▶ **WHAT YOU SHOULD DO**:
Transcribe the tail of the listing: start at the line containing "of the seated" and stop after the last line, keeping every character as is and adding nothing.

▶ **DATA FOR THE TASK**:

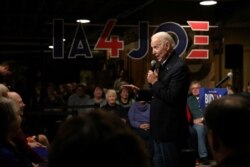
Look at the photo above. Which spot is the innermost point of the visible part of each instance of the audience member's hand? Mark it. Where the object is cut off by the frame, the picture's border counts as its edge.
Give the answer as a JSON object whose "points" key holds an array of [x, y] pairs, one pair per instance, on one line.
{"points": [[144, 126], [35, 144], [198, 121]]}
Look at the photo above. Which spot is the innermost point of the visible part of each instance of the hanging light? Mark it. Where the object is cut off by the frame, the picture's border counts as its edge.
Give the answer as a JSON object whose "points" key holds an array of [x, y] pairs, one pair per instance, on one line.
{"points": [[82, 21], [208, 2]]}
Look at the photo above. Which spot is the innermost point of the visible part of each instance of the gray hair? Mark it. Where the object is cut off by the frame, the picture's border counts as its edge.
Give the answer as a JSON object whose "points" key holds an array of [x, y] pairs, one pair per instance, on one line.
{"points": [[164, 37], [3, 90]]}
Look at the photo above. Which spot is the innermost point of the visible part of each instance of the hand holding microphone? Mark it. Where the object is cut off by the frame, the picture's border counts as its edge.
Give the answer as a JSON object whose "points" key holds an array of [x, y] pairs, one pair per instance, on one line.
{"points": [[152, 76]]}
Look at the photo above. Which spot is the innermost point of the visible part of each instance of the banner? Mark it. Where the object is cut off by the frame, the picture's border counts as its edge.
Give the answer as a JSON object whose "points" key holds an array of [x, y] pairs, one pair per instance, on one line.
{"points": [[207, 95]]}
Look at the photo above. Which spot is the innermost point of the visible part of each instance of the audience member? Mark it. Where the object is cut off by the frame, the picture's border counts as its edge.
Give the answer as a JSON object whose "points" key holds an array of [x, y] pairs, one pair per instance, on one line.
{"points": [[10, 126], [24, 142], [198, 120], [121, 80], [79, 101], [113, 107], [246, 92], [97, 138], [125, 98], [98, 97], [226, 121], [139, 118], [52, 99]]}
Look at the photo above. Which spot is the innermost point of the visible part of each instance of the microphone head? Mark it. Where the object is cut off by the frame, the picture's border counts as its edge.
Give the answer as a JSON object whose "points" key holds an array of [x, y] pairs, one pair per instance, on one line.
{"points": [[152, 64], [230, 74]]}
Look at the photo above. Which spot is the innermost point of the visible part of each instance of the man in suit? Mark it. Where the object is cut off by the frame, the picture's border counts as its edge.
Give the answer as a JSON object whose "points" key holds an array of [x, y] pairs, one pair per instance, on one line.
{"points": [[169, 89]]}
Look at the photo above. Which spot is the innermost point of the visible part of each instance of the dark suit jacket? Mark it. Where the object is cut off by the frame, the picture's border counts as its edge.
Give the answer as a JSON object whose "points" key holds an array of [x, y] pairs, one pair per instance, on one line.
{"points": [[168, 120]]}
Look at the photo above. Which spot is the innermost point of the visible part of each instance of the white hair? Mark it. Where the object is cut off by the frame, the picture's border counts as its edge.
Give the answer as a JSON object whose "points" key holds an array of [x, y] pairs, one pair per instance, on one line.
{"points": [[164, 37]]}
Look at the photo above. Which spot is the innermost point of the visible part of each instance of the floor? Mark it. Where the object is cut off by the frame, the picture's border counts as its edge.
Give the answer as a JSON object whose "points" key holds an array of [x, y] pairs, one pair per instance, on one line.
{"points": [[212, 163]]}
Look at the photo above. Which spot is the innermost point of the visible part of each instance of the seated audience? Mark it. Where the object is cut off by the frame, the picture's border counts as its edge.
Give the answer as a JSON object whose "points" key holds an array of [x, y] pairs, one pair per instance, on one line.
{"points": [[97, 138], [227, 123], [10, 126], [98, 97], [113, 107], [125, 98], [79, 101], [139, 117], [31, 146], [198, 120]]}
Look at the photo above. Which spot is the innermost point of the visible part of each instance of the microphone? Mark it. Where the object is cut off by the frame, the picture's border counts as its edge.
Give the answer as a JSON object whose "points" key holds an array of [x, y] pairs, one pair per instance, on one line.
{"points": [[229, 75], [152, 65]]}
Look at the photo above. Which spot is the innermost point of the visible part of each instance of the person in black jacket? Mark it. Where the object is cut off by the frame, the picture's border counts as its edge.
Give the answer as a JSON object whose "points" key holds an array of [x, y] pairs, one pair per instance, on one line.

▶ **TASK OUTPUT**:
Look at the photo above. Which spot is the innermost point of the visible part of each instance of the seated audience? Mark it. Where the object is cut off by the frame, the picture's border counts as its edge.
Give the answer as a JSON object whose "points" key holds an array of [x, y] pairs, one pair per instance, on one line.
{"points": [[97, 138], [227, 123], [10, 126], [98, 97], [113, 107], [125, 98], [79, 101], [139, 117], [31, 146], [198, 120]]}
Look at the photo above. Which spot is the innermost point of the visible part of each instance of the microphone? Mark it. Where the object is cut off by the frame, the picture's border counts as its edge.
Give the answer as a JSON object whose "points" key holds an array of [x, y] pairs, one pair per instance, on one line.
{"points": [[229, 75], [152, 65]]}
Look at the photo above. Which spot is the innermost point of the visible part of each instance of the person in black jacket? Mark it. Where the object is cut off by the frame, the picture's border counts as its edge.
Give the answer as a JSON object whose "points" key holds an array of [x, y] pairs, one pair per instance, on one line.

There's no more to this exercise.